### QUÉ HACER
[1] Transcribe literalmente el fragmento sobre el proceso de cambio desde "2. Segundo. Ustedes" hasta "cual estructura social.".
[2] Prolonga el fragmento sobre el proceso de cambio a partir de la última oración que muestra.

2. Segundo. Ustedes son sembradores de cambio. Aquí en
Bolivia he escuchado una frase que me gusta mucho: “proceso de cambio”. El
cambio concebido no como algo que un día llegará porque se impuso tal o cual
opción política o porque se instauró tal o cual estructura social.
Dolorosamente sabemos que un cambio de estructuras que no viene acompañado de
una sincera conversión de las actitudes y del corazón termina a la larga o a la
corta por burocratizarse, corromperse y sucumbir. Hay que cambiar el corazón.
Por eso me gusta tanto la imagen del proceso, los procesos, donde la pasión por
sembrar, por regar serenamente lo que otros verán florecer, remplaza la
ansiedad por ocupar todos los espacios de poder disponibles y ver resultados
inmediatos. La opción es por generar procesos y no por ocupar espacios. Cada
uno de nosotros no es más que parte de un todo complejo y diverso interactuando
en el tiempo: pueblos que luchan por una significación, por un destino, por
vivir con dignidad, por “vivir bien”, dignamente, en ese sentido.
Ustedes, desde los movimientos populares, asumen las labores
de siempre motivados por el amor fraterno que se revela contra la injusticia
social. Cuando miramos el rostro de los que sufren, el rostro del campesino
amenazado, del trabajador excluido, del indígena oprimido, de la familia sin
techo, del migrante perseguido, del joven desocupado, del niño explotado, de la
madre que perdió a su hijo en un tiroteo porque el barrio fue copado por el
narcotráfico, del padre que perdió a su hija porque fue sometida a la
esclavitud; cuando recordamos esos “rostros y esos nombres” se nos estremecen
las entrañas frente a tanto dolor y nos conmovemos, todos nos conmovemos…
Porque “hemos visto y oído”, no la fría estadística sino las heridas de la
humanidad doliente, nuestras heridas, nuestra carne. Eso es muy distinto a la
teorización abstracta o la indignación elegante. Eso nos conmueve, nos mueve y
buscamos al otro para movernos juntos. Esa emoción hecha acción comunitaria no
se comprende únicamente con la razón: tiene un plus de sentido que sólo los
pueblos entienden y que da su mística particular a los verdaderos movimientos
populares.

### ENTRADAS ALMACENADAS
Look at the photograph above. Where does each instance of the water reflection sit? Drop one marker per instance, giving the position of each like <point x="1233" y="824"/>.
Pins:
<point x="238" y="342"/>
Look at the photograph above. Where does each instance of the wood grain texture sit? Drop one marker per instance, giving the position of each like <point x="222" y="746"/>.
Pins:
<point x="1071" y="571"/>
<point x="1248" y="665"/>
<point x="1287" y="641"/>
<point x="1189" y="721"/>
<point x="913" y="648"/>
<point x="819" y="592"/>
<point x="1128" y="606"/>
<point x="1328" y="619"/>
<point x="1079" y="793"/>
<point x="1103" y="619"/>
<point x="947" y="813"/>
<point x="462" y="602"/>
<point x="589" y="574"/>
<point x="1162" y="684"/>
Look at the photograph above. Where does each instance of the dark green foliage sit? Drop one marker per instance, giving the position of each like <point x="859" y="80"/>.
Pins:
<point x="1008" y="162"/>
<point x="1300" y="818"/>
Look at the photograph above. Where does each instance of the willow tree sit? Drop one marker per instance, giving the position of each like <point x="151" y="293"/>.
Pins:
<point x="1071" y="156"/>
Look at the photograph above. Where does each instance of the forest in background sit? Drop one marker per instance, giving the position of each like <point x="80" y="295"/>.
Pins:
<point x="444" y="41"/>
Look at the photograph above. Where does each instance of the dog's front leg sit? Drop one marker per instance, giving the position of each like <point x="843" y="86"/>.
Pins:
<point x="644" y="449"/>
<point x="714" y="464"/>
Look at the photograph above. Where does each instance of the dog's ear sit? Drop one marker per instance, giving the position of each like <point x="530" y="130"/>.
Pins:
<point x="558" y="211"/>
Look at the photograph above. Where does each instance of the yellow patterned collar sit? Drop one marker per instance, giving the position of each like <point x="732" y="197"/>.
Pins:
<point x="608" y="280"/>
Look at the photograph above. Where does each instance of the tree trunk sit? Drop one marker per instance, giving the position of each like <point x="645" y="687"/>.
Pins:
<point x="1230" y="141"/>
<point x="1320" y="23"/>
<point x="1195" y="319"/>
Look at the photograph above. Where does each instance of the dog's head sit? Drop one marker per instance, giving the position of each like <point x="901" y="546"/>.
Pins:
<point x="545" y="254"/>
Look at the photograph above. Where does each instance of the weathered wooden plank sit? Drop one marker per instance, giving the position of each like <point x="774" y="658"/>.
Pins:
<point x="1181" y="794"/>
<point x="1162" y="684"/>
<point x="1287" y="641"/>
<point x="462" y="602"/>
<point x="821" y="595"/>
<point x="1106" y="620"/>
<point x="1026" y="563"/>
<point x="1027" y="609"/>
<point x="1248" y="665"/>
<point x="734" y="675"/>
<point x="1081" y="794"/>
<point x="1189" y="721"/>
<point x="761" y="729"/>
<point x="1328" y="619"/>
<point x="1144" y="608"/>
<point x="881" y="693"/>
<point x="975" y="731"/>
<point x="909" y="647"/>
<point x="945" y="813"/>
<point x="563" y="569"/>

### RESPUESTAS
[1]
2. Segundo. Ustedes son sembradores de cambio. Aquí en
Bolivia he escuchado una frase que me gusta mucho: “proceso de cambio”. El
cambio concebido no como algo que un día llegará porque se impuso tal o cual
opción política o porque se instauró tal o cual estructura social.

[2]
Ustedes viven cada día, empapados, en el nudo de la tormenta
humana. Me han hablado de sus causas, me han hecho parte de sus luchas, ya
desde Buenos Aires, y yo se los agradezco. Ustedes, queridos hermanos, trabajan
muchas veces en lo pequeño, en lo cercano, en la realidad injusta que se les
impuso y a la que no se resignan, oponiendo una resistencia activa al sistema
idolátrico que excluye, degrada y mata. Los he visto trabajar incansablemente
por la tierra y la agricultura campesina, por sus territorios y comunidades,
por la dignificación de la economía popular, por la integración urbana de sus
villas y asentamientos, por la autoconstrucción de viviendas y el desarrollo de
infraestructura barrial, y en tantas actividades comunitarias que tienden a la
reafirmación de algo tan elemental e innegablemente necesario como el derecho a
“las tres t”: tierra, techo y trabajo.
Ese arraigo al barrio, a la tierra, al oficio, al gremio,
ese reconocerse en el rostro del otro, esa proximidad del día a día, con sus
miserias, porque las hay, las tenemos, y sus heroísmos cotidianos, es lo que
permite ejercer el mandato del amor, no a partir de ideas o conceptos sino a
partir del encuentro genuino entre personas, necesitamos instaurar esta cultura
del encuentro, porque ni los conceptos ni las ideas se aman, nadie ama un
concepto, nadie ama una idea; se aman las personas. La entrega, la verdadera
entrega surge del amor a hombres y mujeres, niños y ancianos, pueblos y
comunidades… rostros, rostros y nombres que llenan el corazón. De esas semillas
de esperanza sembradas pacientemente en las periferias olvidadas del planeta,
de esos brotes de ternura que lucha por subsistir en la oscuridad de la
exclusión, crecerán árboles grandes, surgirán bosques tupidos de esperanza para
oxigenar este mundo.
Veo con alegría que ustedes trabajan en lo cercano, cuidando
los brotes; pero, a la vez, con una perspectiva más amplia, protegiendo la
arboleda. Trabajan en una perspectiva que no sólo aborda la realidad sectorial
que cada uno de ustedes representa y a la que felizmente está arraigado, sino
que también buscan resolver de raíz los problemas generales de pobreza,
desigualdad y exclusión.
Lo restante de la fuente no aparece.